If you are joining or collaborating with the lab, this is a good place to start to look at our operating procedures with Git and GitHub.
GitHub and it's associated tools are an excellent way to share code (but not data), collaboratively work on programming-heavy projects, and track your own progress as you work on a project over (potentially) several years. The overarching goal of using these services is to make our code more useful, reproducible, and open. Using Git and GitHub are also becoming the de facto way to publish code once you publish a paper with any level of programming as a key part, from simple data munging to modelling efforts. Finally, using GitHub is an excellent way to track your progress as a programmer in a way that can be extremely useful when applying to future programming oriented jobs.
For the lab our goals will vary depending on the use case. Below are some examples from simplest use-case to the more complex interactive ways of using GitHub. None of these uses are exclusive and likely you will be using GitHub for a combination of these uses.

- - -

COMPLETE THE FOLLOWING:
- 1) Summarize the Git and GitHub page in two sentences.
- 2) Print the part of the Git and GitHub page between "GitHub and it's" and "programming oriented jobs.", inclusive.

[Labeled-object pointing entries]
- - -

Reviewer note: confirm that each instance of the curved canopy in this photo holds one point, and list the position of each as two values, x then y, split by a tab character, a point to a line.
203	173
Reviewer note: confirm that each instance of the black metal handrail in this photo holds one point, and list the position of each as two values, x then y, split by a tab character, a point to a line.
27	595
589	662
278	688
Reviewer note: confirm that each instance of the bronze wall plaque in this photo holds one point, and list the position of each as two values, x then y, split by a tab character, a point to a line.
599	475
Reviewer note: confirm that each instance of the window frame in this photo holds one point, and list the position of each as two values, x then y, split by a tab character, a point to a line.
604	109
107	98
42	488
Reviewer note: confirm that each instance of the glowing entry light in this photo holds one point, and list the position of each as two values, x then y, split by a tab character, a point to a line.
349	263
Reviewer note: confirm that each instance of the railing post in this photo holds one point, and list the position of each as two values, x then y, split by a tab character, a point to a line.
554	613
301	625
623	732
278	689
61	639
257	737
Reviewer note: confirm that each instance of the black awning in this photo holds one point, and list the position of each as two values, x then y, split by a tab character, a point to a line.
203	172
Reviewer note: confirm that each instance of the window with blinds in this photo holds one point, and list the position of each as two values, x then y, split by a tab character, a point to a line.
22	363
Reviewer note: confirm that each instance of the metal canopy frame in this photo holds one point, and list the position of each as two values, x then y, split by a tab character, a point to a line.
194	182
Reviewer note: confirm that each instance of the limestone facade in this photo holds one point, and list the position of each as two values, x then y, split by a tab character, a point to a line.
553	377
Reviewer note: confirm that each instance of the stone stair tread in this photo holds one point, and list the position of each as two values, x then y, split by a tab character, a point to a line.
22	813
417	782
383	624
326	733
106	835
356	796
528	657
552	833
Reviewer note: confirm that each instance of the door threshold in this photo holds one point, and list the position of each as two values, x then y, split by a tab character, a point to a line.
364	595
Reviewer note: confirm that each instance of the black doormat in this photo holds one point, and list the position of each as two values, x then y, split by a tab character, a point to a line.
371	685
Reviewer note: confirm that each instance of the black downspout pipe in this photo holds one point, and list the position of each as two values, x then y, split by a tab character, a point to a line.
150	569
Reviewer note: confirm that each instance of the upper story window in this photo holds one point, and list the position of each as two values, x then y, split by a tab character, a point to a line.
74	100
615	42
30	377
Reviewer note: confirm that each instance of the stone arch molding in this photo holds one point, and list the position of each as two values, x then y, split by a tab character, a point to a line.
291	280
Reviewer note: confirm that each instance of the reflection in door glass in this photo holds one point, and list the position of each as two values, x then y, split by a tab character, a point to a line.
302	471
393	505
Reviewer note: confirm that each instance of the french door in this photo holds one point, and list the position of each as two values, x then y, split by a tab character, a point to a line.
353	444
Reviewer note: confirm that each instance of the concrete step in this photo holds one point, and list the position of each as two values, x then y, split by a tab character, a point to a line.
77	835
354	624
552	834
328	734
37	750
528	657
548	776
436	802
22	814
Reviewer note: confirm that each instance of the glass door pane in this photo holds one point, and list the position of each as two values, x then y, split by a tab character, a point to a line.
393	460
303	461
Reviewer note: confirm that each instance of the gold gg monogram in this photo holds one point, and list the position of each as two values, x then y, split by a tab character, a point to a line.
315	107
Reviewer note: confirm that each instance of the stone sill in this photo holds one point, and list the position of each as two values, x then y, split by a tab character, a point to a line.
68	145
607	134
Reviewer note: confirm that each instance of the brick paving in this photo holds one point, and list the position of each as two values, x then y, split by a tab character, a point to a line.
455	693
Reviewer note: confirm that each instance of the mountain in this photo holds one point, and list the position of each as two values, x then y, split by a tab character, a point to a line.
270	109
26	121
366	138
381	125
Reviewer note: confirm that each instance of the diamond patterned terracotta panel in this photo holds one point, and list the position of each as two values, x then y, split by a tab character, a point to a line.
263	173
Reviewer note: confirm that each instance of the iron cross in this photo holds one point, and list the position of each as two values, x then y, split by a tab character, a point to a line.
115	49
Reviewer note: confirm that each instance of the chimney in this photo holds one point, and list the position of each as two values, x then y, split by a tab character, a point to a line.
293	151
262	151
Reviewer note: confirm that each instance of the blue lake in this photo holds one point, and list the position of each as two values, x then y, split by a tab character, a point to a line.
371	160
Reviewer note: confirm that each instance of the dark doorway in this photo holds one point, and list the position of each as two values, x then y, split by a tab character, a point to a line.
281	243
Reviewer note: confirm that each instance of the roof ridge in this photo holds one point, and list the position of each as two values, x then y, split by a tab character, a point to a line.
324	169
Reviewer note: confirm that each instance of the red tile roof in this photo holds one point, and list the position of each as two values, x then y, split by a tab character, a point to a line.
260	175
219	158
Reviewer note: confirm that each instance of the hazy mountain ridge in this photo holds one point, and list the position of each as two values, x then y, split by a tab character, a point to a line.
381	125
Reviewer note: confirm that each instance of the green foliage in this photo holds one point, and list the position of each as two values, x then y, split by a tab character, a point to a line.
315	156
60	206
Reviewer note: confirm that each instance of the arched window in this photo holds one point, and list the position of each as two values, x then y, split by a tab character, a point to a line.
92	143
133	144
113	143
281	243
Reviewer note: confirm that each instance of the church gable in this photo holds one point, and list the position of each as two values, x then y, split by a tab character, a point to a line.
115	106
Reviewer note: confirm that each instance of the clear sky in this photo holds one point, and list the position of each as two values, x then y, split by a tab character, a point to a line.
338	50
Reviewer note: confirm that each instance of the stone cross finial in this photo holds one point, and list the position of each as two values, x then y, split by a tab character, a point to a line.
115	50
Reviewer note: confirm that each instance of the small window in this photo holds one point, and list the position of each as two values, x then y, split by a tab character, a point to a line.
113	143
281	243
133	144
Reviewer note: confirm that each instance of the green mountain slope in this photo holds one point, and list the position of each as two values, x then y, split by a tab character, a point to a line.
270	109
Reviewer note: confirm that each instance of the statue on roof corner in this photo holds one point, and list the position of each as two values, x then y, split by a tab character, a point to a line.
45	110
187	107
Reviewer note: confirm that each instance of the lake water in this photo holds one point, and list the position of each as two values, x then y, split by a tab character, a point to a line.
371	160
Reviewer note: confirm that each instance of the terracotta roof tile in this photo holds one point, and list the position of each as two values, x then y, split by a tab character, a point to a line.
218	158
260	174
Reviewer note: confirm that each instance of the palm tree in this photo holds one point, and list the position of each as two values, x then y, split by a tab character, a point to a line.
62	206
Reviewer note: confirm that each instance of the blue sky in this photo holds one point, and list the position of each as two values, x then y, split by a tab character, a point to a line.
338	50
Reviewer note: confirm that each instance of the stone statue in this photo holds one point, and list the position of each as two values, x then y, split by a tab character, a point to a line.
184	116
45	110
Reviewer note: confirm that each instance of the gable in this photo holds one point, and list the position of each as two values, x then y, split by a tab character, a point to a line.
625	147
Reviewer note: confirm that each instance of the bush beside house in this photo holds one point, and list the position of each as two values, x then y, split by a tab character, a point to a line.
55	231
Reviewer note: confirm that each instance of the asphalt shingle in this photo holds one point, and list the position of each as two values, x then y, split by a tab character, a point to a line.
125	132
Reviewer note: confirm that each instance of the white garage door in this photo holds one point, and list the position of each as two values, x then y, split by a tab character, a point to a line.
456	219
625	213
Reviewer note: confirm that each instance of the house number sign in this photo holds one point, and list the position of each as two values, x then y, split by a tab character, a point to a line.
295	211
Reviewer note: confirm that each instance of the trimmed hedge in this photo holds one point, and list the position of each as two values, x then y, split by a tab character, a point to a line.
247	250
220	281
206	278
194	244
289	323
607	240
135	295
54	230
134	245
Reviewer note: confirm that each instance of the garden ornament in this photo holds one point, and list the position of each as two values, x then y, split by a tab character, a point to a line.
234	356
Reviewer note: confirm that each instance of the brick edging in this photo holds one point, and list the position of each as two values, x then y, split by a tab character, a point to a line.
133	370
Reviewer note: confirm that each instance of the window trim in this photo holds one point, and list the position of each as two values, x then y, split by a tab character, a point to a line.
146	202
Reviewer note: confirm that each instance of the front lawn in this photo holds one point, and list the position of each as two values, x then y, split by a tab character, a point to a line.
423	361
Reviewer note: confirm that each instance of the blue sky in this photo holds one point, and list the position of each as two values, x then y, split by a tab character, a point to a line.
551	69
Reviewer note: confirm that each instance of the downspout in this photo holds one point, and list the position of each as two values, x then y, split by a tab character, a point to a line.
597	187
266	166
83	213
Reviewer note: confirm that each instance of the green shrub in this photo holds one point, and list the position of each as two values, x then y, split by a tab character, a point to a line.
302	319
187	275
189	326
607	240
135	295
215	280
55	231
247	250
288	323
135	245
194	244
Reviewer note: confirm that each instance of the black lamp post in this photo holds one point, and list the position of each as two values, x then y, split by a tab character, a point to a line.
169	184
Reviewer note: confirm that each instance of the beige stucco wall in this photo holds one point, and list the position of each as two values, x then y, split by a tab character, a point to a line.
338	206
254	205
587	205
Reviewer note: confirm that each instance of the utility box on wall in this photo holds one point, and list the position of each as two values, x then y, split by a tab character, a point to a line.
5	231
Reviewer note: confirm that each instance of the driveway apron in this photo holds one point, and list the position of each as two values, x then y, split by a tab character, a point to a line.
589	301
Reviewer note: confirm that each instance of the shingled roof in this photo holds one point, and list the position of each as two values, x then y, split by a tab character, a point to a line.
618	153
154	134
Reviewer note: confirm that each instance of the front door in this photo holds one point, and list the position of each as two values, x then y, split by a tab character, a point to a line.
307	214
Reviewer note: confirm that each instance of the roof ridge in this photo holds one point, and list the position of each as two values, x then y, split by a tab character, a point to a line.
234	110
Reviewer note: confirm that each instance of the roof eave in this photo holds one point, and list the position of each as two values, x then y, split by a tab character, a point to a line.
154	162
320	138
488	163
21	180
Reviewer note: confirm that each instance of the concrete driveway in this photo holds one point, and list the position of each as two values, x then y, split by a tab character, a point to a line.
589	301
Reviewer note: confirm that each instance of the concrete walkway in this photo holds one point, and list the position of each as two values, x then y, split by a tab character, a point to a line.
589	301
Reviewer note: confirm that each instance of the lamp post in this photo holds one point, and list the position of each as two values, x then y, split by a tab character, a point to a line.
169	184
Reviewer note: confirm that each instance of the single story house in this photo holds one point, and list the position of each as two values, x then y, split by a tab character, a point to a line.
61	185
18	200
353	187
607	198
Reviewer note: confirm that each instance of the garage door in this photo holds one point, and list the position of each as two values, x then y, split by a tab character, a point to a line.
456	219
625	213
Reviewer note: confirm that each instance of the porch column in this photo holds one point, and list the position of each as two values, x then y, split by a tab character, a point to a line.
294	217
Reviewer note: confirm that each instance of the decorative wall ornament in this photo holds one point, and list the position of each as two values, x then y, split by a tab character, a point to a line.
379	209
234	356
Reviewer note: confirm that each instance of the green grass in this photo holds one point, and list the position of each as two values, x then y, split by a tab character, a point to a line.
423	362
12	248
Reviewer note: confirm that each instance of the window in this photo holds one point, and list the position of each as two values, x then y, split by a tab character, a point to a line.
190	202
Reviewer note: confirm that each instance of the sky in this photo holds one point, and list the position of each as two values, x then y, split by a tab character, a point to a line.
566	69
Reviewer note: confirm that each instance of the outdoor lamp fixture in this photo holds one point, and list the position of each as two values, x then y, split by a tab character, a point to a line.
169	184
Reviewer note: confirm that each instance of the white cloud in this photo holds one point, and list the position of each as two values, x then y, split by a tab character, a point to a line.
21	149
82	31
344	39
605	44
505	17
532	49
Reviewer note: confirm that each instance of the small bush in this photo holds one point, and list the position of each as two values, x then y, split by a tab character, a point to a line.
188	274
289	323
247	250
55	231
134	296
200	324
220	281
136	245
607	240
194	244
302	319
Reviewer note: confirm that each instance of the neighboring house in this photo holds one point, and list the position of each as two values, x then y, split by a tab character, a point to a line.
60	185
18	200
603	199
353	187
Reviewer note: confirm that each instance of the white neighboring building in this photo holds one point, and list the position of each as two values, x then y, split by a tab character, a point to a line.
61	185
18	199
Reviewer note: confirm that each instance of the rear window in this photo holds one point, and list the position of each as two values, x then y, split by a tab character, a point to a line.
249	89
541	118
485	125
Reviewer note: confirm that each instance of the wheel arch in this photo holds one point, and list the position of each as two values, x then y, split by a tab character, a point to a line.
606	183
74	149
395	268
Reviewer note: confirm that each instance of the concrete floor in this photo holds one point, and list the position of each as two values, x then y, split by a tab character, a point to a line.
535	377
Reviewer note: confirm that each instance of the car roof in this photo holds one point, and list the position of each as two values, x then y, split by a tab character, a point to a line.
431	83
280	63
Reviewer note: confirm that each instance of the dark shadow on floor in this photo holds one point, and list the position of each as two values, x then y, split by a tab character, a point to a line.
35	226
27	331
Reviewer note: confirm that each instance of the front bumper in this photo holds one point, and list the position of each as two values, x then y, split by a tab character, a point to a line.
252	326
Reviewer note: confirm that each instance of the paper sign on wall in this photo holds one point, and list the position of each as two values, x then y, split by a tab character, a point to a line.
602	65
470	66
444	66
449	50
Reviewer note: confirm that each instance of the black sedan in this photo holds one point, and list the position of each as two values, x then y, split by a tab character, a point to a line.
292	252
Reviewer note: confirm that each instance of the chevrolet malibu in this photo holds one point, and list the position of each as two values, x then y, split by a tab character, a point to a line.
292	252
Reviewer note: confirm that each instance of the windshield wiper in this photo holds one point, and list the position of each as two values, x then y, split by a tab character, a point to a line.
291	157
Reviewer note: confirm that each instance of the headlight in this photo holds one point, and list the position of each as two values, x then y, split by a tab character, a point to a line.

- - -

ANSWERS FOR THIS EXERCISE:
- 1) The page introduces the lab's operating procedures with Git and GitHub, which serve to share code, collaborate on programming-heavy projects, and track progress. The overarching goal is to make the lab's code more useful, reproducible, and open, and the lab's goals vary by use case, with uses that are not exclusive and will likely be combined.

- 2)
GitHub and it's associated tools are an excellent way to share code (but not data), collaboratively work on programming-heavy projects, and track your own progress as you work on a project over (potentially) several years. The overarching goal of using these services is to make our code more useful, reproducible, and open. Using Git and GitHub are also becoming the de facto way to publish code once you publish a paper with any level of programming as a key part, from simple data munging to modelling efforts. Finally, using GitHub is an excellent way to track your progress as a programmer in a way that can be extremely useful when applying to future programming oriented jobs.